# Task description
Format each line of the listing below as a row in a Markdown table with two columns, No. and Line, and leave out any blank lines.

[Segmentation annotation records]
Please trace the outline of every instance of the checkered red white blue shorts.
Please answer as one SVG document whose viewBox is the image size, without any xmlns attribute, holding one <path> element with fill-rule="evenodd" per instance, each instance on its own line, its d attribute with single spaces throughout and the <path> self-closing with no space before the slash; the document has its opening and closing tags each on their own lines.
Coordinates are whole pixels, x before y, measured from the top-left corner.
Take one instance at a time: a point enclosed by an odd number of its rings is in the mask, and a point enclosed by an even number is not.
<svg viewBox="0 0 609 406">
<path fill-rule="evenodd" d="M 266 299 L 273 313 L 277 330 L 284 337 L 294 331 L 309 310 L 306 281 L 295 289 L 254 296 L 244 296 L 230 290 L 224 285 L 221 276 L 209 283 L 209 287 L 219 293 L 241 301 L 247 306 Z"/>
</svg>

# Complete response
| No. | Line |
|---|---|
| 1 | Please trace the outline of every instance of the checkered red white blue shorts. |
| 2 | Please answer as one SVG document whose viewBox is the image size, without any xmlns attribute, holding one <path> element with fill-rule="evenodd" per instance, each instance on its own line, its d attribute with single spaces throughout and the <path> self-closing with no space before the slash; the document has its opening and closing tags each on their own lines. |
| 3 | Coordinates are whole pixels, x before y, measured from the top-left corner. |
| 4 | Take one instance at a time: a point enclosed by an odd number of its rings is in the mask, and a point enclosed by an even number is not. |
| 5 | <svg viewBox="0 0 609 406"> |
| 6 | <path fill-rule="evenodd" d="M 266 299 L 273 313 L 277 330 L 284 337 L 294 331 L 309 310 L 306 281 L 295 289 L 254 296 L 244 296 L 230 290 L 224 285 L 221 276 L 209 283 L 209 287 L 219 293 L 241 301 L 247 306 Z"/> |
| 7 | </svg> |